Items from a labeling collection:
┄┄┄┄┄┄┄┄┄┄
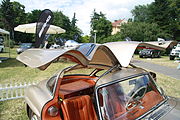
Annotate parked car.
[169,43,180,60]
[49,44,61,49]
[0,42,4,53]
[17,42,180,120]
[16,43,33,54]
[139,49,161,58]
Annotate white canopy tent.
[0,28,10,35]
[0,28,10,58]
[14,23,66,34]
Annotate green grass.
[0,49,180,120]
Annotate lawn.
[0,49,180,120]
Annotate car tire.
[169,55,175,60]
[28,108,40,120]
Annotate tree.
[81,35,90,43]
[90,10,112,43]
[27,10,42,23]
[48,11,81,42]
[0,0,26,42]
[131,5,151,22]
[118,22,171,42]
[132,0,180,39]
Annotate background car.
[139,49,161,58]
[0,42,4,53]
[169,43,180,60]
[16,43,33,54]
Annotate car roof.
[96,67,147,86]
[17,41,165,70]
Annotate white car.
[169,43,180,60]
[0,43,4,53]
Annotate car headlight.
[48,106,59,117]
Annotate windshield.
[98,75,164,120]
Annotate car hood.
[17,41,165,70]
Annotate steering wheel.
[125,86,147,111]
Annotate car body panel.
[17,41,165,70]
[25,80,53,118]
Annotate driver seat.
[61,95,97,120]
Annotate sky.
[7,0,154,35]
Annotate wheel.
[28,108,40,120]
[125,86,147,111]
[169,55,175,60]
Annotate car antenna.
[35,9,54,48]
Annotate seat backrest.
[105,84,126,119]
[61,95,97,120]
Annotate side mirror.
[150,72,157,81]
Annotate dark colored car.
[16,43,33,54]
[139,49,161,58]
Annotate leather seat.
[61,95,97,120]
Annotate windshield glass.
[98,75,164,120]
[20,43,32,48]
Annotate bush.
[4,39,15,48]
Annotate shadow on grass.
[0,58,24,68]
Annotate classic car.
[139,49,161,58]
[17,41,180,120]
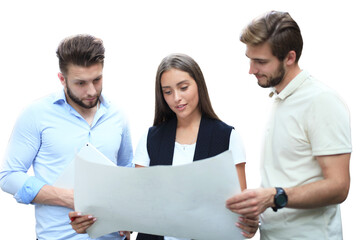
┄┄┄┄┄┄┄┄┄┄
=== WRITTEN PROBLEM ===
Output the lines above as a numbered list, skipping blank lines and leaving out the pictures.

=== EXERCISE SOLUTION ===
1. Annotate parked car.
2. [169,43,180,60]
3. [49,44,61,49]
4. [0,42,4,53]
5. [17,42,180,120]
6. [16,43,33,54]
7. [139,49,161,58]
8. Annotate white canopy tent.
9. [0,28,10,35]
10. [0,28,10,58]
11. [14,23,66,34]
12. Annotate green grass.
13. [0,49,180,120]
14. Annotate lawn.
15. [0,49,180,120]
16. Annotate car tire.
17. [169,55,175,60]
18. [28,108,40,120]
19. Annotate tree.
20. [81,35,90,43]
21. [90,10,112,43]
22. [27,10,42,23]
23. [48,11,81,42]
24. [0,0,26,42]
25. [131,5,151,22]
26. [118,22,171,42]
27. [132,0,180,39]
28. Annotate background car.
29. [139,49,161,58]
30. [0,42,4,53]
31. [169,43,180,60]
32. [16,43,33,54]
33. Annotate car roof.
34. [96,67,147,86]
35. [17,41,165,70]
36. Annotate white car.
37. [169,43,180,60]
38. [0,43,4,53]
39. Annotate car headlight.
40. [48,106,59,117]
41. Annotate windshield.
42. [98,75,164,120]
43. Annotate car hood.
44. [17,41,165,70]
45. Annotate steering wheel.
46. [125,86,147,111]
47. Annotate car body panel.
48. [17,41,165,70]
49. [25,80,53,118]
50. Annotate driver seat.
51. [61,95,97,120]
52. Annotate sky.
53. [7,0,154,35]
54. Annotate wheel.
55. [28,108,40,120]
56. [125,86,147,111]
57. [169,55,175,60]
58. Annotate car antenna.
59. [35,9,54,48]
60. Annotate seat backrest.
61. [105,84,126,119]
62. [61,95,97,120]
63. Annotate side mirror.
64. [150,72,157,81]
65. Annotate dark colored car.
66. [16,43,33,54]
67. [139,49,161,58]
68. Annotate leather seat.
69. [61,95,97,120]
70. Annotate windshield glass.
71. [98,75,164,120]
72. [20,43,32,48]
73. Annotate bush.
74. [4,39,15,48]
75. Annotate shadow on grass.
76. [0,58,24,68]
77. Annotate classic car.
78. [139,49,161,58]
79. [17,41,180,120]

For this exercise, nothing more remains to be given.